• [ОТРЫВОК ДОКУМЕНТА]
****************************************
Выбрать главу

Вошедшие не спешили уходить и охотно включались в беседу. Они вызывали симпатию тем, что не были замкнуты в своей церковной сфере и не чуждались мирских проблем и вопросов. Главное, что нас объединяло, — патриотизм, тревога за судьбу Отечества. Никто из них, в том числе и Остапов, не спросил, верующий ли я. Россия, православная Русь была нашей общей верой. В те годы, как и сегодня, со всей остротой вставал русский вопрос, если хотите, пресловутая «русская идея», которая лично мне видится в неприятии сионизма как смертельного врага человечества.

За часы, проведенные в тот первый день в Лавре, я не только проникся чувством симпатии к священнику Останову, но и ощутил что-то новое, как благостное открытие в моем духовном сознании. С этим чувством окрыленности я возвращался к себе на дачу. Алексей Данилович приглашал меня заходить к нему со своими друзьями, желающими побывать в академическом музее.

— У нас много бывает иностранных гостей, — говорил Остапов, — а своих соотечественников, особенно интеллигенции, писателей здесь не часто встретишь. Вы с патриаршим наместником отцом Августином не знакомы? Очень колоритная личность. Он может заинтересовать вас как писателя.

Я поблагодарил Алексея Даниловича за любезность и внимание, высказал пожелание познакомиться с архимандритом Августином и пообещал в следующий раз навестить Академию с моими товарищами из среды русской интеллигенции. Мы обменялись телефонами и договорились поддерживать дружеские отношения. Мне нравился этот богатырского сложения протоиерей своим открытым дружелюбием, гостеприимством, доверчивой, «нараспашку» душой. Он был начитан, любил поэзию, неплохо разбирался в живописи. С ним интересно было беседовать. В его характере хранился тот духовный магнит, который влечет и манит к себе, делает общение с ним праздником духа. Наши встречи стали частыми и регулярными. Я встречался с ним едва ли не каждую неделю, теперь уже со своими приятелями, которые желали побывать в Лавре и осмотреть музей Духовной академии. Вместе со мной побывали в Лавре писатели Иван Акулов, Игорь Кобзев, Сергей Викулов, Геннадий Серебряков, Валентин Сорокин, артисты Алексей Иванов, Алексей Пирогов, Анатолий Полетаев, художник Павел Судаков, скульптор Борис Едунов, маршалы авиации Иван Пстыго и Николай Скоморохов, генералы Василий Петренко, Александр Копытин, Василий Рябов, партийные и государственные деятели, в том числе и министр связи Николай Талызин — будущий зампредсовмина и кандидат в члены Политбюро. Каждый из них открывал для себя частицу чего-то нового, приятного и полезного, вытравлял из своего сознания случайно или преднамеренно занесенные вирусы атеизма. Теперь уже встречи происходили не только с Алексеем Даниловичем, но и с новым ректором Академии тоже, как и его предшественником, Филаретом (Вахромеев Кирилл Варфаломеевич). Останов познакомил меня с архимандритом Августином, о котором речь пойдет ниже.
****************************************
• [ВЫДЕРЖКА ИЗ ДАННЫХ]
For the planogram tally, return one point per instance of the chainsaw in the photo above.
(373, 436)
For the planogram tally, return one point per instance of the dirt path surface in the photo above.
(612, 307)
****************************************
• [ЗАДАНИЕ 1] Повторите дословно фрагмент воспоминаний о Лавре, начиная со слов «За часы, проведенные» и заканчивая словами «вас как писателя.».
• [ЗАДАНИЕ 2] Продолжите воспоминания о Лавре, начав сразу после их последнего предложения.
Этот материал существует отдельно от воспоминаний о Лавре.

• [РЕЗУЛЬТАТ ВЫПОЛНЕНИЯ 1]
За часы, проведенные в тот первый день в Лавре, я не только проникся чувством симпатии к священнику Останову, но и ощутил что-то новое, как благостное открытие в моем духовном сознании. С этим чувством окрыленности я возвращался к себе на дачу. Алексей Данилович приглашал меня заходить к нему со своими друзьями, желающими побывать в академическом музее.

— У нас много бывает иностранных гостей, — говорил Остапов, — а своих соотечественников, особенно интеллигенции, писателей здесь не часто встретишь. Вы с патриаршим наместником отцом Августином не знакомы? Очень колоритная личность. Он может заинтересовать вас как писателя.

• [РЕЗУЛЬТАТ ВЫПОЛНЕНИЯ 2]
Однажды осенью Алексей Данилович приехал ко мне на дачу. День был тихий, солнечный, лес полыхал золотом берез и кленов, багрянцем осин и черноплодной рябины. Мы поднялись на верхнюю террасу, распахнули окно, наслаждаясь терпким ароматом воздуха, и вели разговор не только о делах литературных. Алексей Данилович спросил меня, знаком ли я с Владимиром Солоухиным. Я ответил, что несколько дней тому назад Солоухин впервые заходил ко мне на дачу, и мы познакомились. Владимир Алексеевич сказал тогда, что он только что был в Лавре, встречался с Остаповым, и говорили они обо мне в связи с шумихой по поводу «Тли». С Солоухиным мы тогда распили полбутылки водки, которую он, почему-то принес с собой, обменялись тостами, а дальше разговор у нас как-то не клеился. Слишком обнажены и противоположны были наши взгляды по некоторым важным проблемам. Это касалось не только монархии, к которой я отношусь отрицательно, а Солоухин в ней души не чаял, видел в ней будущее России, но и по другим не менее тонким вопросам. Солоухин почему-то видел во мне потенциального диссидента. Так ему казалось до нашего знакомства. Но поняв, что диссидент из меня не получится, что я критикую не советскую систему, а ее пороки и изъяны, Владимир Алексеевич разочаровался в своих ожиданиях. Об этом мы с Остаповым говорили вскользь. Я знал, что он, как и Солоухин, монархист, но дискуссировать на эту тему считал ненужным занятием: каждый из нас оставался при своих убеждениях.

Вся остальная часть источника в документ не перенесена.